Set problem = Copy out every row from the one containing "of the blurred" down to the end of the rows, putting "hazy" in place of "blurred" and changing nothing else.

Data excerpts =
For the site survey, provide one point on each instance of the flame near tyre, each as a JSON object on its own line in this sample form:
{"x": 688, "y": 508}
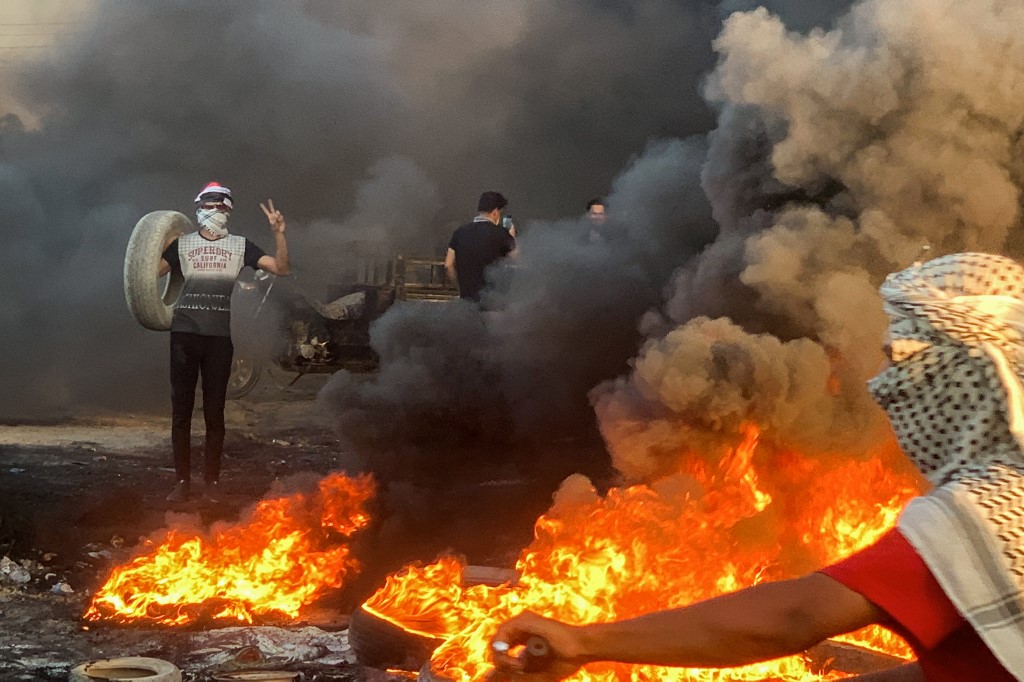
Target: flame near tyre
{"x": 289, "y": 551}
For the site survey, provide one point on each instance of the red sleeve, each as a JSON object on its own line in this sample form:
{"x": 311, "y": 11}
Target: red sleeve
{"x": 893, "y": 577}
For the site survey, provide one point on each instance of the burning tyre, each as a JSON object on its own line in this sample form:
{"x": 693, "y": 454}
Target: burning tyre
{"x": 134, "y": 668}
{"x": 151, "y": 306}
{"x": 382, "y": 644}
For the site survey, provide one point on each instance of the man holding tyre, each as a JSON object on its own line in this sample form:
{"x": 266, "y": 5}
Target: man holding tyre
{"x": 208, "y": 260}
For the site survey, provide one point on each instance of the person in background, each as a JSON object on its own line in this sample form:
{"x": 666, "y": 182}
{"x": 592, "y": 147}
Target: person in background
{"x": 949, "y": 579}
{"x": 209, "y": 259}
{"x": 596, "y": 210}
{"x": 478, "y": 244}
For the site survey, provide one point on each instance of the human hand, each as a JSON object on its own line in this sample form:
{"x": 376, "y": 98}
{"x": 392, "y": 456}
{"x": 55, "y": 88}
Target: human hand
{"x": 273, "y": 216}
{"x": 564, "y": 654}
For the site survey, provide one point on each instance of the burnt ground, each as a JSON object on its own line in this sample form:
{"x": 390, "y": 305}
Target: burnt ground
{"x": 77, "y": 496}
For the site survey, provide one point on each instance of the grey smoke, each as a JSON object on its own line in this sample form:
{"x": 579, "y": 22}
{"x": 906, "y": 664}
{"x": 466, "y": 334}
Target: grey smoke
{"x": 838, "y": 156}
{"x": 318, "y": 105}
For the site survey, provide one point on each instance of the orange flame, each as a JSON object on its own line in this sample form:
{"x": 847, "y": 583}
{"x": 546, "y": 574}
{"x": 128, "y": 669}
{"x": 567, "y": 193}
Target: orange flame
{"x": 284, "y": 556}
{"x": 645, "y": 548}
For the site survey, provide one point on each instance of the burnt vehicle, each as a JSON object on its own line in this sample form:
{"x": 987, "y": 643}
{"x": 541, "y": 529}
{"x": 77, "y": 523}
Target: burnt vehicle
{"x": 322, "y": 338}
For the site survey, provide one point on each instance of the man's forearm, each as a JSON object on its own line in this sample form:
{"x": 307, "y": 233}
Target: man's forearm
{"x": 745, "y": 627}
{"x": 281, "y": 254}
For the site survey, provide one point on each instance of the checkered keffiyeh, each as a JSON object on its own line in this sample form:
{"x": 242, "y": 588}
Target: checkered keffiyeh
{"x": 955, "y": 400}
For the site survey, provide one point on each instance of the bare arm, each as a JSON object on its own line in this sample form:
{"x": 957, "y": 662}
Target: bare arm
{"x": 760, "y": 623}
{"x": 278, "y": 263}
{"x": 450, "y": 264}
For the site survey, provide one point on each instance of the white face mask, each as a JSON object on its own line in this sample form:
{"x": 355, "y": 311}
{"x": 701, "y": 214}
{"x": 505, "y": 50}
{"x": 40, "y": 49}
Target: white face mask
{"x": 213, "y": 220}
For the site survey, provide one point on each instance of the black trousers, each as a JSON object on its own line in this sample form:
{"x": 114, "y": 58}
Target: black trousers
{"x": 192, "y": 355}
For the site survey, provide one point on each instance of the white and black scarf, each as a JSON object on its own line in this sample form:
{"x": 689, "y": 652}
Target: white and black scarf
{"x": 954, "y": 396}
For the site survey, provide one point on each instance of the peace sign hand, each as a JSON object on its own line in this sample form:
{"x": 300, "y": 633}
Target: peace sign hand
{"x": 273, "y": 216}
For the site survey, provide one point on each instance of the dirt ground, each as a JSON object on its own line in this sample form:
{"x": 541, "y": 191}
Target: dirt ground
{"x": 76, "y": 497}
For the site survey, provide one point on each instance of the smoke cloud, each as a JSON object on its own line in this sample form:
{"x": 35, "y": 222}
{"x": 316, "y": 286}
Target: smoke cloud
{"x": 348, "y": 116}
{"x": 839, "y": 156}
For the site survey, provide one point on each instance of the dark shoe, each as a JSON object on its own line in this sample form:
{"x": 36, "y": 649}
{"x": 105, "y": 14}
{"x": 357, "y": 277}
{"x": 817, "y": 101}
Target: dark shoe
{"x": 180, "y": 493}
{"x": 211, "y": 493}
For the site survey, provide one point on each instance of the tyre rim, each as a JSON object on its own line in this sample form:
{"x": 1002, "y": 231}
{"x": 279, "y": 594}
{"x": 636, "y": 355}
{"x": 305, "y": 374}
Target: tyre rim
{"x": 242, "y": 372}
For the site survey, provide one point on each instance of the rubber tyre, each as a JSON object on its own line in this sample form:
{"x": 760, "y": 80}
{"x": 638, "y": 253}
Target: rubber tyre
{"x": 427, "y": 674}
{"x": 380, "y": 644}
{"x": 151, "y": 306}
{"x": 246, "y": 373}
{"x": 133, "y": 668}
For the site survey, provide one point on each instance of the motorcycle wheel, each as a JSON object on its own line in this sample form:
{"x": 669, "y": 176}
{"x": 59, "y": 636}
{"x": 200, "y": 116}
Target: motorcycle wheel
{"x": 246, "y": 373}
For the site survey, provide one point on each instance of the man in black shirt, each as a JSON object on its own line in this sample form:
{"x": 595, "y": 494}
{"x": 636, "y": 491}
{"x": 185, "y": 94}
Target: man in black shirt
{"x": 478, "y": 244}
{"x": 201, "y": 328}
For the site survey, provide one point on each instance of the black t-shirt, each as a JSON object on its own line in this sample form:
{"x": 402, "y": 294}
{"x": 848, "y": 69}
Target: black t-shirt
{"x": 476, "y": 245}
{"x": 209, "y": 267}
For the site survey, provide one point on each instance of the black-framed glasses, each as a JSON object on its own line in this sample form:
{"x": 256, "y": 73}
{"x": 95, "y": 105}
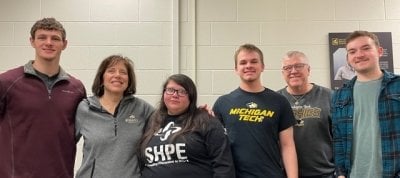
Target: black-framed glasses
{"x": 297, "y": 67}
{"x": 171, "y": 91}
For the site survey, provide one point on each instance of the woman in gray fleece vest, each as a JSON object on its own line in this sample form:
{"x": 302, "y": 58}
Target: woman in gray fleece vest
{"x": 111, "y": 122}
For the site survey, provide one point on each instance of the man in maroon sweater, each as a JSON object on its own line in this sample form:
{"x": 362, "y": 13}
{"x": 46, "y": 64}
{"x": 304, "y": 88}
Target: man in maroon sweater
{"x": 37, "y": 110}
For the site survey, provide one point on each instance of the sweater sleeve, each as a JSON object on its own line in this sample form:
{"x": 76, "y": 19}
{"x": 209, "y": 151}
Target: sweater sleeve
{"x": 219, "y": 150}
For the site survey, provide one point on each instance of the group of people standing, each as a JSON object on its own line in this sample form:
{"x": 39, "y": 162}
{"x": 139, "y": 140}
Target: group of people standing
{"x": 302, "y": 130}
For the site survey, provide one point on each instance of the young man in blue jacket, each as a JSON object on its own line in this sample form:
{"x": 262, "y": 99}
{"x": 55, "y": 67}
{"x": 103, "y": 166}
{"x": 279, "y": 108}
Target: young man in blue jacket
{"x": 366, "y": 114}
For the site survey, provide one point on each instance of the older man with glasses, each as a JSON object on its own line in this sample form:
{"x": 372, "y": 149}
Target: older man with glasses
{"x": 311, "y": 107}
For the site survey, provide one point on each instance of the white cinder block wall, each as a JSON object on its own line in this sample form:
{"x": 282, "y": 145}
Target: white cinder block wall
{"x": 197, "y": 38}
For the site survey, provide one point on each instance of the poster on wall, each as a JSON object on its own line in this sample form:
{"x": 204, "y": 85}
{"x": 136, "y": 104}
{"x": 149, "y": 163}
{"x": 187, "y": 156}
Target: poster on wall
{"x": 340, "y": 70}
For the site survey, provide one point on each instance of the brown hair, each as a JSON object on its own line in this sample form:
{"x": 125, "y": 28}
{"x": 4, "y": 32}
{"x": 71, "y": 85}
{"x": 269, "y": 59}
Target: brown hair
{"x": 193, "y": 118}
{"x": 98, "y": 87}
{"x": 48, "y": 24}
{"x": 357, "y": 34}
{"x": 251, "y": 48}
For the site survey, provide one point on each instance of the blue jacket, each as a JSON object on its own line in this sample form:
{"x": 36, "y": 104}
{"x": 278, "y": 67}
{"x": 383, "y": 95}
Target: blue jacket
{"x": 389, "y": 119}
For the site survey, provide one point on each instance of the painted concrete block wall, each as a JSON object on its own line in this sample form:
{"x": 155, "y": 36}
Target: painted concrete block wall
{"x": 209, "y": 33}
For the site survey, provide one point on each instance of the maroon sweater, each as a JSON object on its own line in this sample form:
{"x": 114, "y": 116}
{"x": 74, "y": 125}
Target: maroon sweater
{"x": 37, "y": 124}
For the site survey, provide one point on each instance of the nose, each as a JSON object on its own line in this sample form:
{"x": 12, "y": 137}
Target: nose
{"x": 48, "y": 41}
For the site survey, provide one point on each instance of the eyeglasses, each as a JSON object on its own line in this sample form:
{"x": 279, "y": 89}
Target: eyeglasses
{"x": 297, "y": 67}
{"x": 171, "y": 91}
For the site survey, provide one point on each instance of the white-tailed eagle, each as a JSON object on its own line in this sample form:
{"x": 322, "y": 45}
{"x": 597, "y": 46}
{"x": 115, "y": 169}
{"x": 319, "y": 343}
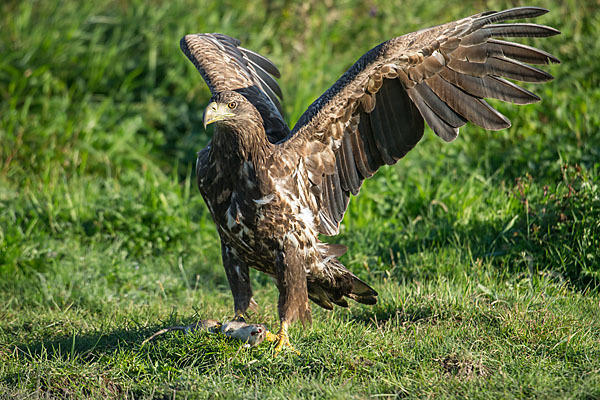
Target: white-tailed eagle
{"x": 272, "y": 191}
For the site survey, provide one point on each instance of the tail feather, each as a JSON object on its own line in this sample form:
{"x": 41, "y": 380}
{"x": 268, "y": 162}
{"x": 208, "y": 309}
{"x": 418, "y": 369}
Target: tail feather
{"x": 326, "y": 292}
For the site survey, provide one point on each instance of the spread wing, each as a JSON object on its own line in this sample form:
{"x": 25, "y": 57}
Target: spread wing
{"x": 374, "y": 114}
{"x": 225, "y": 65}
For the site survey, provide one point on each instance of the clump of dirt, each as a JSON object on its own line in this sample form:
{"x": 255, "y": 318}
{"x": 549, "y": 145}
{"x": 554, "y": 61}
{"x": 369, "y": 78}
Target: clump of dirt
{"x": 463, "y": 368}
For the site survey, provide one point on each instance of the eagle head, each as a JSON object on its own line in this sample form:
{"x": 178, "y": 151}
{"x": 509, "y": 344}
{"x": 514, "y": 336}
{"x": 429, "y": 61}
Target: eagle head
{"x": 228, "y": 107}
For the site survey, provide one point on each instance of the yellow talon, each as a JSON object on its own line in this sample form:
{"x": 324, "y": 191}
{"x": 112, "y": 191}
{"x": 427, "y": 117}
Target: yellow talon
{"x": 282, "y": 339}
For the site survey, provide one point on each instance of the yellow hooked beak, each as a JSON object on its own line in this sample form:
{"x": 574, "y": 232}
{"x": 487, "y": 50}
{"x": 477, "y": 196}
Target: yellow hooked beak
{"x": 216, "y": 112}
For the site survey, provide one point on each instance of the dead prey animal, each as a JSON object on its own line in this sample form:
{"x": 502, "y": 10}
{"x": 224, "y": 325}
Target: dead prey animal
{"x": 250, "y": 334}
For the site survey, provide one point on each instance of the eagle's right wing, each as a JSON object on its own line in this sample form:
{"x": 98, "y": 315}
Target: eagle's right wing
{"x": 373, "y": 115}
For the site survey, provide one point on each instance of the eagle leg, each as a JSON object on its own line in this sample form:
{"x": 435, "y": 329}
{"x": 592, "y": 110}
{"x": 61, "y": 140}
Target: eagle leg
{"x": 238, "y": 276}
{"x": 282, "y": 339}
{"x": 293, "y": 293}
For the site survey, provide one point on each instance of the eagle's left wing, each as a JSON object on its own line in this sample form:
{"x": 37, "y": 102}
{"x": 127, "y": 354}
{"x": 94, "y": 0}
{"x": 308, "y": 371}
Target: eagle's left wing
{"x": 373, "y": 115}
{"x": 225, "y": 65}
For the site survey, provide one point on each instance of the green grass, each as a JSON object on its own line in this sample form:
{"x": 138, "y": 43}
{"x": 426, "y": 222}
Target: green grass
{"x": 485, "y": 252}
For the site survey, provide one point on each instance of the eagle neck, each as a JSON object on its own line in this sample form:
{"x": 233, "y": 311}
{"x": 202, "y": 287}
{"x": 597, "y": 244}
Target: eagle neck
{"x": 234, "y": 145}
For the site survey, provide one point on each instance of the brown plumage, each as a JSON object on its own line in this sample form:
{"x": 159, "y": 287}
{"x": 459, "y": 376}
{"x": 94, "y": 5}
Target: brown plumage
{"x": 271, "y": 191}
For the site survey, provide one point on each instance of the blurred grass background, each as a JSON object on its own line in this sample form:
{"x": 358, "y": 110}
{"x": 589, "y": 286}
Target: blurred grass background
{"x": 486, "y": 252}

Answer to this exercise =
For the site survey, provide one point on each instance of the hazy grass background, each as a JSON object on its own line in this sample form:
{"x": 358, "y": 110}
{"x": 589, "y": 286}
Target: hazy grass background
{"x": 486, "y": 252}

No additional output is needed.